**Passage:**
···

Assault weapons ban picks up steam in Congress

An assault weapons ban is picking up steam in the House and on the 2020 campaign trail as Democrats search for a way to respond to two recent mass shootings while putting greater political pressure on recalcitrant Republican leaders.

Former Vice President Joe Biden, the front-runner in the Democratic presidential primary race, this week vowed to reinstate and strengthen the 1994 ban on assault weapons and high-capacity magazines if he’s elected president, declaring in a New York Times op-ed: “We have to get these weapons of war off our streets.”

And nearly 200 House Democrats have now signed on to legislation — authored by Rep. David Cicilline (D-R.I.), the head of Democrats’ messaging operation — banning semi-automatic firearms and large-capacity magazines. With 198 co-sponsors, the bill is just 20 votes shy of the number needed to push it through the lower chamber.

···

**Available data:**
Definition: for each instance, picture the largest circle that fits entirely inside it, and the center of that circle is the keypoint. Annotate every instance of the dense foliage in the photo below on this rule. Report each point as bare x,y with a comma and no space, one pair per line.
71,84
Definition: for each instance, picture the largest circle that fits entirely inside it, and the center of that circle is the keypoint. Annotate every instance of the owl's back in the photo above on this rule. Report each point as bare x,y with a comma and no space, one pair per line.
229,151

···

**To be done:** Extend the article above on the assault weapons ban in Congress, picking up right after its last sentence.

**Response:**
Five Democrats added their names to Cicilline’s Assault Weapons Ban of 2019 in the immediate aftermath of the back-to-back massacres in El Paso, Texas, and Dayton, Ohio, that left a combined 32 dead and dozens more injured. Two more got on board on Tuesday: Rep. Joaquin Castro (D-Texas), the brother of Democratic presidential hopeful Julián Castro, and Rep. Cindy Axne (D-Iowa), who unseated GOP Rep. David Young last fall.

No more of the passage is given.